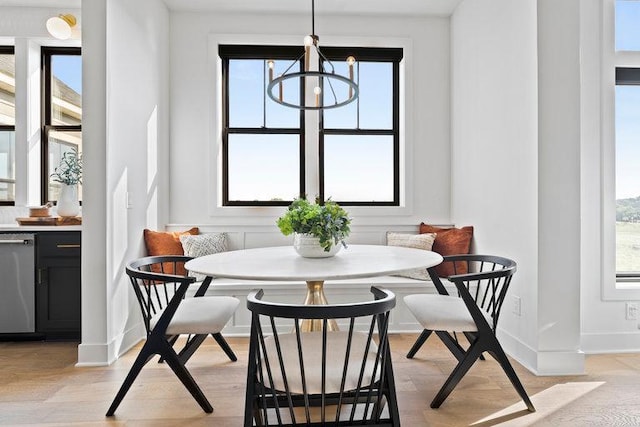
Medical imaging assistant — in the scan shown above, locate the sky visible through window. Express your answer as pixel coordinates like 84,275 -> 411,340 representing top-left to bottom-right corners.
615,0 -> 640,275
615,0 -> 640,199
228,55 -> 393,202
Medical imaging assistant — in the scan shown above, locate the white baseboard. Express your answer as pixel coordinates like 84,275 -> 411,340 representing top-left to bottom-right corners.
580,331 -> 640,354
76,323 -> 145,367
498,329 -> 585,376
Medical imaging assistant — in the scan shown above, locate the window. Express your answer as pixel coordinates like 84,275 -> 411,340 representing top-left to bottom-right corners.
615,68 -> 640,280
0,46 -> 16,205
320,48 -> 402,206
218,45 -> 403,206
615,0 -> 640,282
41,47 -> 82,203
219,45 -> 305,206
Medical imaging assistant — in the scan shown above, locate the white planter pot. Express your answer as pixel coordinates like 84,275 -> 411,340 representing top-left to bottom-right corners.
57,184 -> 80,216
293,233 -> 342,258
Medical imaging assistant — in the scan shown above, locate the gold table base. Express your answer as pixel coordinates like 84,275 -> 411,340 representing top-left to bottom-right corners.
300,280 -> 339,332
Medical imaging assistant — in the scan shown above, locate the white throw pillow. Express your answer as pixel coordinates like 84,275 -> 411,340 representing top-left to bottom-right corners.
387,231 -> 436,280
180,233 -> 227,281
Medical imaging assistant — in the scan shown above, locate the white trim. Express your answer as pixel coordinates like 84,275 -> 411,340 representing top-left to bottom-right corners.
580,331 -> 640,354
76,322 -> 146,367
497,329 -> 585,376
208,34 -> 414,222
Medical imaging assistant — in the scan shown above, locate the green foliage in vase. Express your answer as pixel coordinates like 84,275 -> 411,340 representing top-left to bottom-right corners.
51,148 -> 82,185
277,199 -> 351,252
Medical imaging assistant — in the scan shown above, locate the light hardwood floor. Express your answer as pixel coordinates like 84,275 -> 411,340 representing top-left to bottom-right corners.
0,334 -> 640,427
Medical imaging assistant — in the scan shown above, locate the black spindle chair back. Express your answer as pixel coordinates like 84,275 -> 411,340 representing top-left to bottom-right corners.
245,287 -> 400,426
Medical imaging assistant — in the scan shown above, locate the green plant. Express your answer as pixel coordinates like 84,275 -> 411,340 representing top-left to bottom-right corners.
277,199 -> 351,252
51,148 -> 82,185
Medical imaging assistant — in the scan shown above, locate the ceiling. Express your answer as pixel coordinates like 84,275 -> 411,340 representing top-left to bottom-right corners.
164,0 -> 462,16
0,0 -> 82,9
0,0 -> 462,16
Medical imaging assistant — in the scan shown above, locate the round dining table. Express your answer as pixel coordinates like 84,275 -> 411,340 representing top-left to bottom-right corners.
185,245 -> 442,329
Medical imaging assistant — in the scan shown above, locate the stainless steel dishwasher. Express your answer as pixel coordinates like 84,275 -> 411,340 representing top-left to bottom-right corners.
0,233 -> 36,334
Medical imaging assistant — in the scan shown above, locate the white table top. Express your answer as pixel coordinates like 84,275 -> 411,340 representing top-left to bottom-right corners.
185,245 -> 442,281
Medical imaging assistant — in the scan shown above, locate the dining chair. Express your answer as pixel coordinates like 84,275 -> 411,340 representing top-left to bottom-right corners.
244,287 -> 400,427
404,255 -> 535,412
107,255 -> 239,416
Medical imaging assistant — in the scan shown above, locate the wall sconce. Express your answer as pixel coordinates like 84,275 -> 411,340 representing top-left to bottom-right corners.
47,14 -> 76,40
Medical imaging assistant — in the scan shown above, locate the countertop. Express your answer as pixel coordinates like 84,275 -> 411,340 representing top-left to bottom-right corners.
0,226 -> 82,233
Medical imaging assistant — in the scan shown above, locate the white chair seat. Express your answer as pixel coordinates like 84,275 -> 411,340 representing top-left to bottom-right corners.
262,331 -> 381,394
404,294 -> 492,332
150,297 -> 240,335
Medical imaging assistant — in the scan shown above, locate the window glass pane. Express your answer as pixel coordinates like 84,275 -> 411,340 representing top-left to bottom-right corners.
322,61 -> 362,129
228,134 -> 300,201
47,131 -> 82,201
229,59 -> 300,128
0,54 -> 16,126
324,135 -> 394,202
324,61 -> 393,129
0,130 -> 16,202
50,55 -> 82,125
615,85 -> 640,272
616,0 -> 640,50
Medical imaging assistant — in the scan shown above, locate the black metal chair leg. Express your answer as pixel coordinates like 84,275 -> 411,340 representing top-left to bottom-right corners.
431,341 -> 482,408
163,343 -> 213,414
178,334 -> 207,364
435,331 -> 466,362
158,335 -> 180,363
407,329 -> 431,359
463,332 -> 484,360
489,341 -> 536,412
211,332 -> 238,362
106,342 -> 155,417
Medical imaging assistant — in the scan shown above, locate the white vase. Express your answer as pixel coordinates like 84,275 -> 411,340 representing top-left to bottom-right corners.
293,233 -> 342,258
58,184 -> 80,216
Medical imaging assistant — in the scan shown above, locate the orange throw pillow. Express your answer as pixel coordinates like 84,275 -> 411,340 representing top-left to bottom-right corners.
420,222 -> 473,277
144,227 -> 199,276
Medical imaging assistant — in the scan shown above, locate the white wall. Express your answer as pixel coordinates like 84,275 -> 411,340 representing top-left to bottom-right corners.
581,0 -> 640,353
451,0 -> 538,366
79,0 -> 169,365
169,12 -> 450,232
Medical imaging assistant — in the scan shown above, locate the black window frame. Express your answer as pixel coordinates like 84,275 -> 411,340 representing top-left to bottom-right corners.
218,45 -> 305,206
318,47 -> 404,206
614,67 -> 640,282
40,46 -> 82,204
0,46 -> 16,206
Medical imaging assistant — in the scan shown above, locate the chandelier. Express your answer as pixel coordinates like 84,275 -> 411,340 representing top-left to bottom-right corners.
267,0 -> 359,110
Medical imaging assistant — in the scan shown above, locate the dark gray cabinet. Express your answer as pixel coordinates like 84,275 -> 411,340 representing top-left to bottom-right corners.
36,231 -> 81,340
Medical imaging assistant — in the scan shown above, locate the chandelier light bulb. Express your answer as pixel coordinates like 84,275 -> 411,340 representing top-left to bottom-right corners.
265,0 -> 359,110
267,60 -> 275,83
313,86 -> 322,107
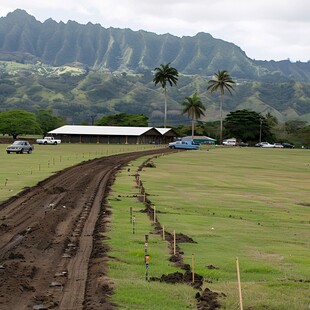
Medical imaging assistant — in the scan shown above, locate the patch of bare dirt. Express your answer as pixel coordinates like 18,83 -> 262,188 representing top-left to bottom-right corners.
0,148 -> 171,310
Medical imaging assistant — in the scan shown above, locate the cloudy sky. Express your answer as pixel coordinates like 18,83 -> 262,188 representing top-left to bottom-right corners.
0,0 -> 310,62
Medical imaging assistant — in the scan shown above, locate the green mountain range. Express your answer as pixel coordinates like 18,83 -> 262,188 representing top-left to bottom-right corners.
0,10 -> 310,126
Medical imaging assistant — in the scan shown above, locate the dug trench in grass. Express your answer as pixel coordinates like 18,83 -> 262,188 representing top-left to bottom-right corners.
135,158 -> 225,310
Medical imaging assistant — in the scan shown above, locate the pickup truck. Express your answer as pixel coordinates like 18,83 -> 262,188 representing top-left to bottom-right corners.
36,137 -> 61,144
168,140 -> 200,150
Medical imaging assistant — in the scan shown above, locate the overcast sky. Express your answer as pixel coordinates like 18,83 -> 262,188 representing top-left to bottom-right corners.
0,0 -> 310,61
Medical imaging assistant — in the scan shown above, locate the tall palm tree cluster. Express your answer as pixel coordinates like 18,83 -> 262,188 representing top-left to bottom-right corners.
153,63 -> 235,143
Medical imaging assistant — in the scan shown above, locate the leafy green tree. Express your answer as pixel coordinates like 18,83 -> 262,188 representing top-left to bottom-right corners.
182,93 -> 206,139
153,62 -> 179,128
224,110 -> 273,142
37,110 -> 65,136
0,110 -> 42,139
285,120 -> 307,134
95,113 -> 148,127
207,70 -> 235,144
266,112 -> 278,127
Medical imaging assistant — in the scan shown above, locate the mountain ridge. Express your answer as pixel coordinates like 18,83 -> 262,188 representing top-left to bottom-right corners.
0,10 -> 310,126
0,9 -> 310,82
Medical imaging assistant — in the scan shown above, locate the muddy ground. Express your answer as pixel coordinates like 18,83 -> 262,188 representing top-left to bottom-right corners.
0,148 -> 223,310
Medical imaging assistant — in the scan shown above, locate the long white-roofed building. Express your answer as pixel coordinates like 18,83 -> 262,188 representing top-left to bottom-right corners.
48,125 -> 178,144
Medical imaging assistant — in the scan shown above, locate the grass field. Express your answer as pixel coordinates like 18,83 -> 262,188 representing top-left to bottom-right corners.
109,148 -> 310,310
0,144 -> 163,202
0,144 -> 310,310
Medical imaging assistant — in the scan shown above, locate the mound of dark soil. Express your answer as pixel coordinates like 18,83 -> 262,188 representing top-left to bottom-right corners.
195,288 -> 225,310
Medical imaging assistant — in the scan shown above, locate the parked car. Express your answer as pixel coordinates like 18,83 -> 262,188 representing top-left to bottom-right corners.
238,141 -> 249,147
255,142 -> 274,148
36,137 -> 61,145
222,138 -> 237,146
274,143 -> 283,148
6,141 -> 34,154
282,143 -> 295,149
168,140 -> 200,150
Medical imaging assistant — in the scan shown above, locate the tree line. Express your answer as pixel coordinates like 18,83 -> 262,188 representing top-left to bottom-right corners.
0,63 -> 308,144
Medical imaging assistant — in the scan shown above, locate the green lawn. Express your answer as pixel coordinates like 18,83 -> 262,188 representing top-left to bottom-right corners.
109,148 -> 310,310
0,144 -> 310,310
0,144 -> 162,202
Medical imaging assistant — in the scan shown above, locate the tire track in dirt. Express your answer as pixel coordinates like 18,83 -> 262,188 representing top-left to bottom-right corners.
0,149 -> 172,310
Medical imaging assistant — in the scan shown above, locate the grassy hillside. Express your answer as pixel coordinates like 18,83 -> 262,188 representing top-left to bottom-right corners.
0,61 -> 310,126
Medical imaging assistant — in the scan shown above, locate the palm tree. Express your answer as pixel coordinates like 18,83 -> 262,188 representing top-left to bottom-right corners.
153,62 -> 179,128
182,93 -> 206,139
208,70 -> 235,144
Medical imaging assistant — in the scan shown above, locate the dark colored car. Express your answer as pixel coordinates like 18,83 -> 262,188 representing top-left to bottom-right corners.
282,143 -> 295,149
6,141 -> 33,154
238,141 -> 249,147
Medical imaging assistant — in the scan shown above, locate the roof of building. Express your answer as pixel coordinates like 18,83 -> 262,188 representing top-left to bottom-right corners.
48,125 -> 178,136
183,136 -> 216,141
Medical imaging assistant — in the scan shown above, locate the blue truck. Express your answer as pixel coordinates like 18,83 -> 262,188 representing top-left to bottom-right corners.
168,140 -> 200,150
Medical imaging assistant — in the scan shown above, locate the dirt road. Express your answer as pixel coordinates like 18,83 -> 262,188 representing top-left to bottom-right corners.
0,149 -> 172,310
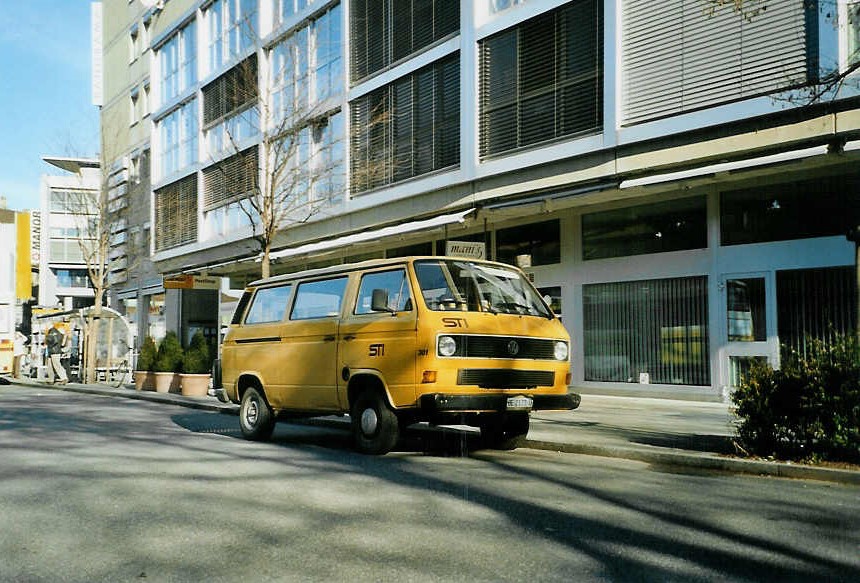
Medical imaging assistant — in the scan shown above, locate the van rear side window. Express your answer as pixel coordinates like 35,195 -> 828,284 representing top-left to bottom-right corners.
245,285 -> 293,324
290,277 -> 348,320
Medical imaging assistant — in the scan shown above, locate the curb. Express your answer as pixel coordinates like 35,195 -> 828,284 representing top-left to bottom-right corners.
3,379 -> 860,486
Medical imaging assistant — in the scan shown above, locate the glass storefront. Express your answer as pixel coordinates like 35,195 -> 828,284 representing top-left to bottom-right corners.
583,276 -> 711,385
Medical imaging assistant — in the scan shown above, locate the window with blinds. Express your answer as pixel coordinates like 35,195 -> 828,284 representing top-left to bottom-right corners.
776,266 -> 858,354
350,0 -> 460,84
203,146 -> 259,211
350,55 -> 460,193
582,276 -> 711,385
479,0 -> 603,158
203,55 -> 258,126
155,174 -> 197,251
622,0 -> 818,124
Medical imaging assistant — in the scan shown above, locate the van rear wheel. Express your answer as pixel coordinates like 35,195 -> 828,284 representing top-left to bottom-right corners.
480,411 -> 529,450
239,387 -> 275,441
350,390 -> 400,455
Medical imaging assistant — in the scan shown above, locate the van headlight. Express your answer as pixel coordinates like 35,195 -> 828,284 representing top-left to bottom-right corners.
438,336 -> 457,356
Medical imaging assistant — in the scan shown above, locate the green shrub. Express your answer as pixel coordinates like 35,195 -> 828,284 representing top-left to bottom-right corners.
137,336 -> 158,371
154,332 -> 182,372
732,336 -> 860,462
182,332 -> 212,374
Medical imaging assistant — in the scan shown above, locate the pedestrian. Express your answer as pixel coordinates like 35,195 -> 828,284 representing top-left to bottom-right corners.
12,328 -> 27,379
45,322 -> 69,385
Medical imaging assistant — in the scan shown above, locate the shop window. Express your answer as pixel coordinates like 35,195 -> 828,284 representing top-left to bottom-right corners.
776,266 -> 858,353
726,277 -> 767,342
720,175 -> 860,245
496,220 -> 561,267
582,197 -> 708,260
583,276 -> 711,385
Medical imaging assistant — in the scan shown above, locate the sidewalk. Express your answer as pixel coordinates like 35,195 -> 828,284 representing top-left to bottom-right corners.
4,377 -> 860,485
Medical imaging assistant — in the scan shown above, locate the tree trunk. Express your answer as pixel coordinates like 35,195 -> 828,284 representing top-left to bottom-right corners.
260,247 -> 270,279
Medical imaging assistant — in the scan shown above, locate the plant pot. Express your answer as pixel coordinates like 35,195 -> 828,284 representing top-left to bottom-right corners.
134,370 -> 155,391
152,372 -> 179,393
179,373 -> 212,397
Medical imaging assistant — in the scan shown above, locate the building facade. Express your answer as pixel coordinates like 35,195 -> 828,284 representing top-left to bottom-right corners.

EXERCISE PROMPT |
Express the items as a JSON list of strings, one string per line. Begin at the start of the items, stop after the line that contains "219,45 -> 305,206", and leave out blank lines and the pictures.

CORRECT ANSWER |
[
  "Medical imaging assistant — in the scan shown above, locate the sky visible through window. Express your answer as pixel coordinates like 84,275 -> 411,340 representing top-left to bottom-right corners.",
  "615,0 -> 640,275",
  "615,0 -> 640,199",
  "228,55 -> 393,202",
  "Medical imaging assistant — in the scan shown above, locate the white baseboard. Express your answer as pixel coordinates like 84,275 -> 411,340 representing top-left to bottom-right corners.",
  "580,331 -> 640,354",
  "76,323 -> 145,367",
  "498,329 -> 585,376",
  "Medical imaging assistant — in the scan shown above, locate the window. Express your answer as pixel coordinates like 84,275 -> 411,340 representing top-left to bottom-right corners.",
  "615,68 -> 640,280",
  "0,46 -> 16,205",
  "320,48 -> 402,206",
  "218,45 -> 403,206",
  "615,0 -> 640,282",
  "41,47 -> 82,203",
  "219,45 -> 305,206"
]